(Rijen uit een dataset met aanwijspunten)
════════════════════

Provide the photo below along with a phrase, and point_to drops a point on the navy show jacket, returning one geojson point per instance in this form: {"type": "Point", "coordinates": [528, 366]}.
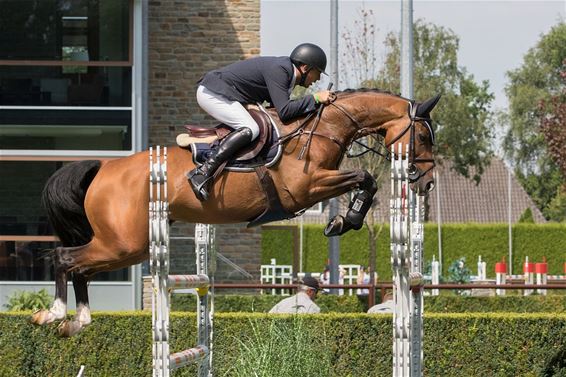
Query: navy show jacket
{"type": "Point", "coordinates": [259, 79]}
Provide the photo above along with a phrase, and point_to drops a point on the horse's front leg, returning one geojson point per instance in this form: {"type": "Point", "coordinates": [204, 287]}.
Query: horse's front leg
{"type": "Point", "coordinates": [335, 183]}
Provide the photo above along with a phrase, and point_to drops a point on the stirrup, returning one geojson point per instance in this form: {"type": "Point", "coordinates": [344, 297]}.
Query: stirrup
{"type": "Point", "coordinates": [200, 190]}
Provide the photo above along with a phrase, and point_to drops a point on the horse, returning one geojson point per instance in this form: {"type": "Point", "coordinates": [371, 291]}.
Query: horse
{"type": "Point", "coordinates": [99, 209]}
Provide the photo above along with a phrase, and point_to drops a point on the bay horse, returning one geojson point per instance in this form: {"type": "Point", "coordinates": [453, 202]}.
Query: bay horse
{"type": "Point", "coordinates": [99, 209]}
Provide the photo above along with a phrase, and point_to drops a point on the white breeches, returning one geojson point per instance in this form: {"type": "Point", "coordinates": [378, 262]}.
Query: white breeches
{"type": "Point", "coordinates": [231, 113]}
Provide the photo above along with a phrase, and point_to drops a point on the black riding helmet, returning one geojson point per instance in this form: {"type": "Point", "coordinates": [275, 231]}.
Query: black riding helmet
{"type": "Point", "coordinates": [309, 54]}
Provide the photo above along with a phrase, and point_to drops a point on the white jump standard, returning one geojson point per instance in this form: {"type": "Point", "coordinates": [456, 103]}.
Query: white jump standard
{"type": "Point", "coordinates": [163, 283]}
{"type": "Point", "coordinates": [407, 215]}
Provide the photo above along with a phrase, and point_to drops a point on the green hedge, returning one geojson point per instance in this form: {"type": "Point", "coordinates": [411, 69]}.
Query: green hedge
{"type": "Point", "coordinates": [356, 344]}
{"type": "Point", "coordinates": [355, 304]}
{"type": "Point", "coordinates": [459, 240]}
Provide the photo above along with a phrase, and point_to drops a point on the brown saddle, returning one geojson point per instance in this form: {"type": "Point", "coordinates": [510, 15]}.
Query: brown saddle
{"type": "Point", "coordinates": [222, 130]}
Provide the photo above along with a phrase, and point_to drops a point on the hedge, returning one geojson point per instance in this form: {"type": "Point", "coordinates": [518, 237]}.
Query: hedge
{"type": "Point", "coordinates": [458, 240]}
{"type": "Point", "coordinates": [356, 344]}
{"type": "Point", "coordinates": [355, 304]}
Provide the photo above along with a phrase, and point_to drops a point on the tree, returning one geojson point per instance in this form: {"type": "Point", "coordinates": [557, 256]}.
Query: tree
{"type": "Point", "coordinates": [536, 82]}
{"type": "Point", "coordinates": [463, 114]}
{"type": "Point", "coordinates": [553, 127]}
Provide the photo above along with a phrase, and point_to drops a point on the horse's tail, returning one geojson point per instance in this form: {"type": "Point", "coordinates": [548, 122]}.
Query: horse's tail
{"type": "Point", "coordinates": [63, 197]}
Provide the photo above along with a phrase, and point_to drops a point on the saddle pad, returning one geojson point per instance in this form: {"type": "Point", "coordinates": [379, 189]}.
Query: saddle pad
{"type": "Point", "coordinates": [268, 156]}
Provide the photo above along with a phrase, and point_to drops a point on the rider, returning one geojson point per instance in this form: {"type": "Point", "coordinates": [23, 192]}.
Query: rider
{"type": "Point", "coordinates": [223, 92]}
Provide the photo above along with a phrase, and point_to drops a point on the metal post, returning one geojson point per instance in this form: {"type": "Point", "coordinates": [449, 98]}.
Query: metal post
{"type": "Point", "coordinates": [407, 48]}
{"type": "Point", "coordinates": [509, 220]}
{"type": "Point", "coordinates": [334, 73]}
{"type": "Point", "coordinates": [163, 283]}
{"type": "Point", "coordinates": [407, 236]}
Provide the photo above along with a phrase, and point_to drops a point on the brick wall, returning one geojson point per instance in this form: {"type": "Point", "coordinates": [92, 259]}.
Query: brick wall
{"type": "Point", "coordinates": [187, 39]}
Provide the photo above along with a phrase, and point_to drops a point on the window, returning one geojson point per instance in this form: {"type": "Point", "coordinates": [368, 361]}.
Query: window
{"type": "Point", "coordinates": [66, 71]}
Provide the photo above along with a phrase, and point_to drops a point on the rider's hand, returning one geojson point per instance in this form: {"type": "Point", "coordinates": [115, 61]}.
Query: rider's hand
{"type": "Point", "coordinates": [325, 97]}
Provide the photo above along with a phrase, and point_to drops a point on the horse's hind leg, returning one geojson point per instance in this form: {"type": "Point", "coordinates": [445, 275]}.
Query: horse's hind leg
{"type": "Point", "coordinates": [58, 310]}
{"type": "Point", "coordinates": [82, 317]}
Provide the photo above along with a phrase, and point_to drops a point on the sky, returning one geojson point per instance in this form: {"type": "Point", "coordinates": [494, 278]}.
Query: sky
{"type": "Point", "coordinates": [494, 35]}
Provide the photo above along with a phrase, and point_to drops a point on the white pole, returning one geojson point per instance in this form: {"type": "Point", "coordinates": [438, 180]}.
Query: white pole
{"type": "Point", "coordinates": [438, 218]}
{"type": "Point", "coordinates": [509, 221]}
{"type": "Point", "coordinates": [301, 226]}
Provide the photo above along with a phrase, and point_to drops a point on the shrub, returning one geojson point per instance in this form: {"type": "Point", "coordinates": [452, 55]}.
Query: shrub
{"type": "Point", "coordinates": [28, 300]}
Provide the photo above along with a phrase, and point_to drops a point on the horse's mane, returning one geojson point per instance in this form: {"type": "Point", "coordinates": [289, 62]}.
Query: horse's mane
{"type": "Point", "coordinates": [368, 90]}
{"type": "Point", "coordinates": [344, 93]}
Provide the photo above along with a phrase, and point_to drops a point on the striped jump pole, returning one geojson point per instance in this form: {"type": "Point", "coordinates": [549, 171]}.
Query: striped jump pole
{"type": "Point", "coordinates": [407, 216]}
{"type": "Point", "coordinates": [163, 283]}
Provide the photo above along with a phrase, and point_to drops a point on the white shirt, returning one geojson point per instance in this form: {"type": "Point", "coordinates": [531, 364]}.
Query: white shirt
{"type": "Point", "coordinates": [297, 304]}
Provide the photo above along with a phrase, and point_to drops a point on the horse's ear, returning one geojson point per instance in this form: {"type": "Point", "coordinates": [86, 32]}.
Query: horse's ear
{"type": "Point", "coordinates": [424, 109]}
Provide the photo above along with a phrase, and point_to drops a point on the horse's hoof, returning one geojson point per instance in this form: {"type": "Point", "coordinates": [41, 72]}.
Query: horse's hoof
{"type": "Point", "coordinates": [335, 227]}
{"type": "Point", "coordinates": [67, 329]}
{"type": "Point", "coordinates": [43, 317]}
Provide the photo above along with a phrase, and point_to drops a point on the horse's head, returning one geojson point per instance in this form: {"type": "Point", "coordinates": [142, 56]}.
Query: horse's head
{"type": "Point", "coordinates": [399, 121]}
{"type": "Point", "coordinates": [414, 131]}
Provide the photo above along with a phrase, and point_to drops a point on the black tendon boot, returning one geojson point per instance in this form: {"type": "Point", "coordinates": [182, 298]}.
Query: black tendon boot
{"type": "Point", "coordinates": [201, 177]}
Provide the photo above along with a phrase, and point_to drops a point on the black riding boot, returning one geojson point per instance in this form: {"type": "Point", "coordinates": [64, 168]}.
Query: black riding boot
{"type": "Point", "coordinates": [200, 178]}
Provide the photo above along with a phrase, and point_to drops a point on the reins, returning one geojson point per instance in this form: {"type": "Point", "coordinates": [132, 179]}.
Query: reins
{"type": "Point", "coordinates": [414, 172]}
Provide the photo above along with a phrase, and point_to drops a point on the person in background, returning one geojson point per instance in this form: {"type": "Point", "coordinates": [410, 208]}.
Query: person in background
{"type": "Point", "coordinates": [303, 301]}
{"type": "Point", "coordinates": [363, 278]}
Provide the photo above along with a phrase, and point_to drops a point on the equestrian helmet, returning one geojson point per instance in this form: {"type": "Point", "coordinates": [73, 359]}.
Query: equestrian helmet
{"type": "Point", "coordinates": [309, 54]}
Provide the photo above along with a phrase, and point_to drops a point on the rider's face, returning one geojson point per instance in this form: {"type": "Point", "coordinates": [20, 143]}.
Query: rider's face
{"type": "Point", "coordinates": [312, 76]}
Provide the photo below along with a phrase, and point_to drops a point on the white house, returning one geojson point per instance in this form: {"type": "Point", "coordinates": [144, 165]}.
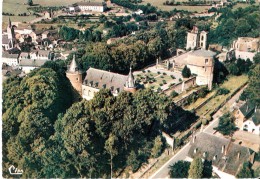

════════════════════

Tel hoeveel regels van de vermeldingen hierboven de tekenreeks "reins" bevatten. Geef alleen het aantal.

2